> _Provided records_
★ ★ ★ ★ ★

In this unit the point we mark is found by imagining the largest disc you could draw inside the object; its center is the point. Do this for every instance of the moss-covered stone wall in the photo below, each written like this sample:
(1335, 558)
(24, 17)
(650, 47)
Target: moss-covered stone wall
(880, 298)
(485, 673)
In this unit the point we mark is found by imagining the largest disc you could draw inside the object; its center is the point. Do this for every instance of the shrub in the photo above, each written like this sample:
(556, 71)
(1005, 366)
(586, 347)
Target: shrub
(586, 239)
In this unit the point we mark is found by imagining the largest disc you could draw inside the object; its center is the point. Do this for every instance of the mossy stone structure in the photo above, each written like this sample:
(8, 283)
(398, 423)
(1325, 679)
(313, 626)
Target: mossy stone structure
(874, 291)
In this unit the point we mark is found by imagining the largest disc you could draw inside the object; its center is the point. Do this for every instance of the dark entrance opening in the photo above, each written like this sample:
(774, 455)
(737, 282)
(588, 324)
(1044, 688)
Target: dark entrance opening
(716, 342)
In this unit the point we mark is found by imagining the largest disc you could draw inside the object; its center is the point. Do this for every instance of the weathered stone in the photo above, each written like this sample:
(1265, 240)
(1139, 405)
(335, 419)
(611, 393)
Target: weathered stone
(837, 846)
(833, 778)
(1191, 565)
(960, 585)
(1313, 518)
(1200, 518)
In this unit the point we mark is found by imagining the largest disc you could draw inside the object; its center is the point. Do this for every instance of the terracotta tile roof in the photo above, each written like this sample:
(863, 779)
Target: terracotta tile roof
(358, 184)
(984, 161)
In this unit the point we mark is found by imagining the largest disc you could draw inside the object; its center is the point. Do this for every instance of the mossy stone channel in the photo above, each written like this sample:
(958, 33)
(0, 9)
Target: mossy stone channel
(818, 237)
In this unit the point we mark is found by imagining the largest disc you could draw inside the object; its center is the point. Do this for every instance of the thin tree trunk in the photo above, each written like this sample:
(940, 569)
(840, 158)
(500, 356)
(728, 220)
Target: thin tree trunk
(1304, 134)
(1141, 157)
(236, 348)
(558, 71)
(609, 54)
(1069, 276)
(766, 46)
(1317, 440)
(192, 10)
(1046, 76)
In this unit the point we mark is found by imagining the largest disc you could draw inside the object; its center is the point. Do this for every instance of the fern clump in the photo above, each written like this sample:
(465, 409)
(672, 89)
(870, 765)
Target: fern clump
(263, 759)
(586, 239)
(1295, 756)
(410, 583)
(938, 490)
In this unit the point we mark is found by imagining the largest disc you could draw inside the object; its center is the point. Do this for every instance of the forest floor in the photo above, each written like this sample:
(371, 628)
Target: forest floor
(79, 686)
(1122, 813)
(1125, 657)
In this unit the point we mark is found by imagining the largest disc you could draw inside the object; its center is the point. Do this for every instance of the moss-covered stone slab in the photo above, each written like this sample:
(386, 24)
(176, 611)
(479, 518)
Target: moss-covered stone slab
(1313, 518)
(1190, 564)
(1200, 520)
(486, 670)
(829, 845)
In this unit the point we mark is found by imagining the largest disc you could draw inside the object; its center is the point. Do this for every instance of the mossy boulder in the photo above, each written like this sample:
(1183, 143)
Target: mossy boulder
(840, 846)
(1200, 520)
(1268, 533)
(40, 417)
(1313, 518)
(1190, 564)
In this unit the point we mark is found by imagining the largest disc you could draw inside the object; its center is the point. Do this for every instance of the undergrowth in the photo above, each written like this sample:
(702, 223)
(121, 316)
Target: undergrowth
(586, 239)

★ ★ ★ ★ ★

> _Aim_
Please output the complete data exactly.

> _Answer to this task_
In this unit the point we mark is found by imagining the largest disc you could draw inside the object; its center is the point. Do this for every instance of the moss-covered stone wall in the photo below, each written like this sample:
(1335, 558)
(24, 17)
(650, 47)
Target: moss-covered stone wall
(880, 298)
(485, 673)
In this unit the point we mark is found by imagining the largest disc you could draw inside the object; its center is the point. Do this for every instance of the shrub in the photo above, each written like this sample:
(556, 71)
(1005, 366)
(586, 347)
Target: shrub
(586, 239)
In this unit the point we mark is found by imagining the largest disc you could draw inside the object; its center is the point. Do this for every instance of the mossy stone structure in the photo above, each written like this sample:
(8, 283)
(398, 423)
(1325, 679)
(313, 626)
Target: mossy stone structure
(874, 291)
In this unit the point we mark is found by imagining the largest disc you could draw inside the object; its center is the point. Do this for every instance of the dark entrance opening in the photo above, each written like this sample:
(774, 455)
(737, 282)
(588, 324)
(1044, 688)
Target: dark entrance opening
(716, 342)
In this unit the point we mark is found by imagining the largest disc you could draw inside the object; its center is the point. Do this for every instance of the weathered stone in the photo above, each written like this sample:
(1265, 240)
(1139, 405)
(335, 419)
(611, 393)
Target: weathered stone
(837, 846)
(833, 778)
(1191, 565)
(960, 585)
(1313, 518)
(1200, 518)
In this unit the point we mark is found by imagining the largest disc you could draw inside the object; its center is the point. Do this for every instance of the terracotta tile roof in the photo above, each written like this sample:
(863, 779)
Target: terracotta tile roof
(358, 184)
(984, 161)
In this unit the point we mark is found by imagining the largest disc you could draw inside the object; its center is the point. Do this for every instance of the mossy stone channel in the photo above, each written like this sample:
(958, 33)
(0, 9)
Target: mossy stone channel
(818, 237)
In this unit the point we mark is found by imagining the largest disc you could draw inside the object; its center is the point. Do this for every instance of the thin tree trunk in the photo above, each written like this sample:
(940, 569)
(840, 158)
(500, 356)
(728, 220)
Target: thin tree trunk
(1304, 134)
(1141, 157)
(236, 348)
(558, 71)
(609, 54)
(1069, 276)
(766, 46)
(1317, 440)
(192, 10)
(1046, 76)
In this unit the point we mark is found by imagining the largest disc you could draw inside the object; its center is the point. Do this for every instance of the fern clump in the photo above, each written like this sample:
(465, 409)
(672, 89)
(870, 765)
Target: fern clump
(263, 759)
(586, 239)
(1295, 756)
(410, 583)
(938, 490)
In this unit the point we mark is found by imagining the largest disc you could draw inside the object; its center is the point. Do this for every instance of the forest floor in the photo above, each written like this sample:
(371, 628)
Target: forest floor
(79, 686)
(1122, 813)
(1125, 657)
In this unit the point we mark is found by imagining the largest disc you could draw inside the object; its center is the point. Do this for every instance of the moss-covered stone slab in the photo above, each written like this sample:
(386, 24)
(176, 611)
(479, 518)
Target: moss-covered stone slab
(1313, 518)
(1190, 564)
(1200, 520)
(486, 670)
(829, 845)
In this unit the point we mark is found by imagining the largest disc you could draw inside the object; its center is the point. Do this for every instance of the mossy boulder in the photo above, each written like this sample:
(1183, 143)
Target: mossy boulder
(840, 846)
(1200, 520)
(1268, 533)
(40, 417)
(1313, 518)
(1190, 564)
In this unit the point we mark is found by imagining the largest disc you could draw inside the object; its center is the point. Do this for every instance of the undergrowth in the photo above, each written like this sample:
(702, 223)
(121, 316)
Target: undergrowth
(586, 239)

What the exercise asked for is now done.